Stated exercise
Format every line of the entries below as a Markdown table with two columns, Row for the row number and Line for the text of that line. Leave out any blank lines.

Entries for pointing at named objects
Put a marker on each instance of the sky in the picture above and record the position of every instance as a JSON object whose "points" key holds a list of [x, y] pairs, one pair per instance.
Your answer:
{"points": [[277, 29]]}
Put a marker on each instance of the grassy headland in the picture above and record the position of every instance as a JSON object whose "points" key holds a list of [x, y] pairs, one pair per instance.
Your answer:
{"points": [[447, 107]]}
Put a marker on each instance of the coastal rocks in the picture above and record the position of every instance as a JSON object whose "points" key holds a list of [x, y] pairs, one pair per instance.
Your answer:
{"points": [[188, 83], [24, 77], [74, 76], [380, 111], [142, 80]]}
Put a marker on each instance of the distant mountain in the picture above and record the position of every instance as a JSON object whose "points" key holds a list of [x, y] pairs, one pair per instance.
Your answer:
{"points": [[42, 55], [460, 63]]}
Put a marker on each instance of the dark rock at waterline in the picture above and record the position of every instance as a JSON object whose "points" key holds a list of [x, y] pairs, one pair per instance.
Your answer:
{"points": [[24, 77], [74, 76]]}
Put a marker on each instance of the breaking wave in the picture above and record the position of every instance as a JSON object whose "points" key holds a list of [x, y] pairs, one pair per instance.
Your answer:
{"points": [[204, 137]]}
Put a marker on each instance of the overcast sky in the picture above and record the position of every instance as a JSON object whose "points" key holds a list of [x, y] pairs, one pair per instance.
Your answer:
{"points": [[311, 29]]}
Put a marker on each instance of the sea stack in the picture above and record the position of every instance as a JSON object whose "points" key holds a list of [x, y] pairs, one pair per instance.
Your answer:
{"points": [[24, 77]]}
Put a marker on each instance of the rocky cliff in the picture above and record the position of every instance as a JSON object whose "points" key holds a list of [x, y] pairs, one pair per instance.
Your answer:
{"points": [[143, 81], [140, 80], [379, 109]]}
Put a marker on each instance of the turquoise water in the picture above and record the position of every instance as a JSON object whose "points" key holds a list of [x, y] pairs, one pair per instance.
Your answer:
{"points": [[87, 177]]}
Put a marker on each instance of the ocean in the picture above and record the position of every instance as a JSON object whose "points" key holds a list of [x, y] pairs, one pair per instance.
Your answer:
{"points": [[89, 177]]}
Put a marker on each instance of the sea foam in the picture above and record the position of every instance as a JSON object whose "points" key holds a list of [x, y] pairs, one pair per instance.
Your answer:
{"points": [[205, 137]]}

Task answer
| Row | Line |
|---|---|
| 1 | Put a marker on each instance of the sky in the picture above and record the position of every instance as a JSON object whose "points" key holds a list of [x, y] pairs, one pair per instance. |
| 2 | Your answer: |
| 3 | {"points": [[277, 29]]} |
| 4 | Put a marker on each instance of the grassy headland in the picture above and record the position of every instance as a JSON object whose "points" key holds a list of [x, y] pairs, one pair per instance. |
| 5 | Your answer: |
| 6 | {"points": [[447, 107]]} |
| 7 | Put a marker on each instance of the coastal rocks in the picture above and record the position of every instance as a JSON object whose "points" key holds a list of [x, y] pairs, one pair per instance. |
| 8 | Your answer: |
| 9 | {"points": [[188, 83], [24, 77], [74, 76], [380, 111], [142, 80]]} |
| 10 | Put a marker on each instance of the distant mountain in the picture above and record the position of every instance as a JSON object whose "points" key holds a list of [x, y] pairs, one pair per instance. |
| 11 | Your answer: |
| 12 | {"points": [[42, 55], [460, 63]]} |
| 13 | Put a marker on each instance of the dark rock at waterline in the picture above and record the position of every instance as a JSON object whose "points" key holds a list of [x, y] pairs, one pair per instance. |
| 14 | Your answer: |
| 15 | {"points": [[24, 77], [74, 76]]} |
| 16 | Put a marker on each instance of the breaking wave in the picture above and record the position of every instance as a JSON object whose "points" key holds a list of [x, y] pairs, one pair per instance. |
| 17 | Your answer: |
| 18 | {"points": [[204, 137]]} |
| 19 | Put a marker on each instance of the overcast sky in the picture above and record the position of every instance as a JSON object whose "points" key holds a list of [x, y] pairs, one pair per instance. |
| 20 | Your answer: |
| 21 | {"points": [[311, 29]]} |
| 22 | Put a marker on each instance of the sea stack in the picture above and record the position of every instance as a JSON object whose "points" key holds a list of [x, y] pairs, one pair per instance. |
| 23 | Your answer: |
| 24 | {"points": [[24, 77]]} |
| 25 | Put a marker on each instance of the rocky cliff in the picture above and record the position of every instance as a JSON object whose "points" key holds a list of [x, y] pairs, one pair per instance. |
| 26 | Your answer: |
| 27 | {"points": [[143, 81], [140, 80], [379, 109]]} |
| 28 | Put a marker on each instance of the turquoise water in the picture above and record the position of every instance as a JSON object whose "points" key holds a list of [x, y] pairs, one pair per instance. |
| 29 | Your answer: |
| 30 | {"points": [[87, 177]]} |
| 31 | Put a marker on each instance of the ocean in the picture above and record the position of every instance as a JSON object whose "points" key holds a list of [x, y] pairs, one pair per instance. |
| 32 | Your answer: |
| 33 | {"points": [[89, 177]]} |
| 34 | Put a marker on each instance of the sea foam in the picture above and record the position of every instance as a JSON object whose "points" key holds a list of [x, y] pairs, one pair per instance. |
| 35 | Your answer: |
| 36 | {"points": [[205, 137]]} |